Written tasks>
(1) What four matters was the team sent to study, according to the Gujarat study team report below?
(2) Could you carry on the Gujarat study team report below from the point where it stops?
***** Extract to read
At its Lucknow Convention on "Citizen's Agenda to Strengthen Secular-Democratic Polity" in March 2002, it was decided to send a team to study

 

a.           The fascist mobilization, planning, training (militia) and pogrom in Gujarat

b.           The conditions of victims of the genocide/pogrom

c.           The role of the state

d.           The issues and concerns for social action groups and the anti-fascist mobilization. 

 

It was resolved that the Study Team would spend more time in the rural areas of Eastern Gujarat which have remained largely untouched by earlier investigations/studies.

 

The report and recommendations of the Study Team would be placed before the National General Body of INSAF between 12th and 14th  April at Hyderabad, and would form the basis for formulations of a long-term strategy and action plan for INSAF to intervene in the Gujarat situation in particular, and the country in general.

 

A team of seven persons from different parts of the country toured the rural areas of Gujarat from 2nd to 5th of April, met with affected people, visited villages and relief camps, and discussed the issue with intellectuals and social activists in Gujarat.  The team consisted of:

·  Dayamani Barla, National President, INSAF, Ranchi, Jharkhand

·  Chittaranjan Singh, PUCL, Allahabad, U.P.

·  Shashi Sail, Chhattisgarh Mahila Jagruthi Sangathan, Raipur, Chhattisgarh

·  Manimala, Journalist, New Delhi

·  Kalpana Kannabiran, Professor, NALSAR, Hyderabad, A.P.

·  Wilfred D'Costa, INSAF, Ahmedabad, Gujarat

Akshay Sail from Chhattisgarh did the Video filming & documentation for the Study Team.

Visit to the Relief Camps and Villages:

We went to Chhota-udepur town, which is surrounded by several villages of which 48 villages have been directly affected by violence. We visited two villages and met people from several of the other villages at the relief camp in Chhota-udepur.  There are 2300 people in the relief camp here.  In three or four villages, Muslims were asked in advance to leave their villages, by the adivasis.

 

The facilities at the Relief Camp at Chhota-udepur were at its basic minimum. We visited the people at the Relief Camps on 2nd March at night while they were having their evening meal.  We saw that all the people were housed in an open tent with no protection from either the heat of the day or at night.

 

We spoke to many men, women and even young girls in the camps. All of them shared that they had to run from their homes at the last minute with just the clothes that they were wearing.  Even though in some villages, Muslims had been initially assured safety by their neighbours, but in the face of the mob this support was withdrawn.  Almost every Muslim - man or woman - we spoke to, claimed to having good relations with the adivasis in their village and were of the opinion that these adivasis had been used by the Vishwa Hindu Parishad (VHP) and the Sangh Parivar outfits to attack the Muslims.  We were also informed that the adivasi youth had been offered money and also assured that no police action would be taken against them when they loot the property of the Muslims.  Many mothers of young school-going children expressed concern about their studies and also shared with deep pain their inability to assure their children of being able to go back to their homes and villages.
**********
***** Given information
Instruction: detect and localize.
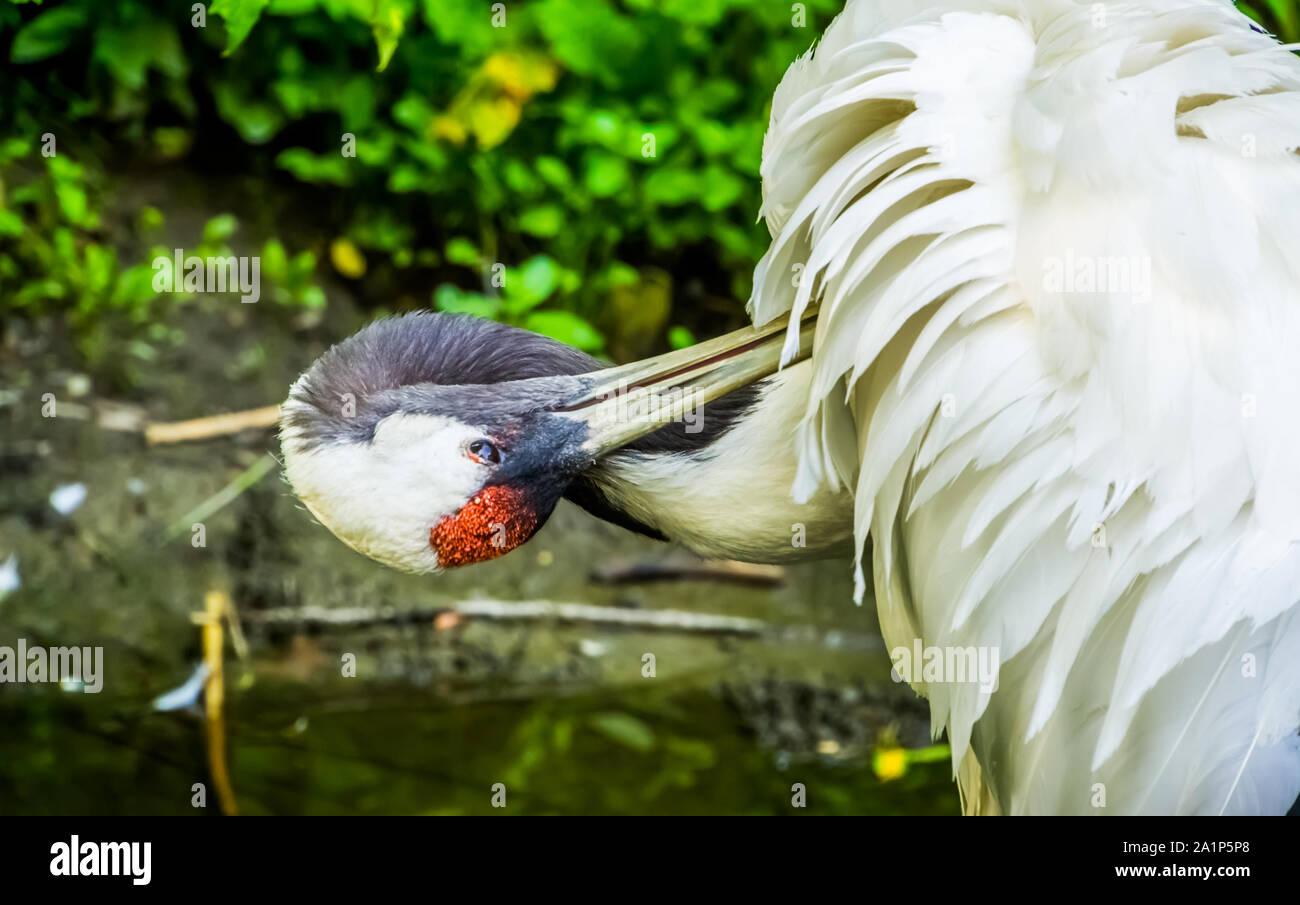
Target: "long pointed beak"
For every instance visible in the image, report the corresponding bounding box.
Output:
[554,311,816,458]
**********
Answer set>
(1)
a. The fascist mobilization, planning, training (militia) and pogrom in Gujarat
b. The conditions of victims of the genocide/pogrom
c. The role of the state
d. The issues and concerns for social action groups and the anti-fascist mobilization

(2)
 

The people at the relief camp in Chhota-udepur are mostly from village Panvad.  All of them have been there for a month.  There were no incidents of killing or rape in any of these villages in the tribal belt.  Only damage to property and looting on a large scale. The Saba Charitable Trust is running the relief camp with food grain supplied by the government, though their rehabilitation is the major issue.  Local leaders like Professor Pathan have already begun to have meetings with the displaced people, preparing them for return to their villages, and are planning meetings with the Adivasi leaders so as to create an atmosphere that would facilitate the peoples' return to their homes.

 

We then visited village Joj that had only 7 or 8 Muslim families. On 5th March the Muslim families in this village packed their belongings in three trucks and left the village.  But their trucks were stopped on the way in Chorwana village. And, in front of their eyes the truckloads of belongings were looted and burnt by a mob armed with guns, trishuls, and bows and arrows. Mr. Dalsinh Rathva, an adivasi school teacher says: All the people here are adivasis. They are innocent. They were given liquor and money and threatened with dire consequences if they did not participate in the arson and looting.  The people did not even know why they were doing this. Two tempos came carrying weapons and men.  The police did not give any protection to the Muslims.  I called them thrice and was told the police was on its way.  At 3:00 a.m. they had still not come and we were asked to stay indoors. The adivasis were drunk and acting on instructions.  The Muslims who were fleeing were stopped and the trucks carrying their belongings were burnt by the mob. They came armed with swords, sickles, trishuls, guns and whatever they had.  We later spoke to the adivasis who took part in the loot & arson, who also admitted that they had been used. There were young boys and men.  No women!  The women stood and wept silently, watching the destruction. One woman from the blacksmith community asked the rioters to stop the violence.  Her house was also burnt down”.

 

Syed, s/o Kasimbhai Malik of Joj said to us: " We were told after the 28th February that the VHP would come for us.  We had lived in this village for 38 years.  It was the people from our village who asked us to leave.  They were all members of the BJP - karyakarthas.  The Sarpanch in our village incited everyone - Tersinhbhai Rathva.  Even those who wanted to help could not come near us.  We left on 6th March and have been staying in the relief camp since then".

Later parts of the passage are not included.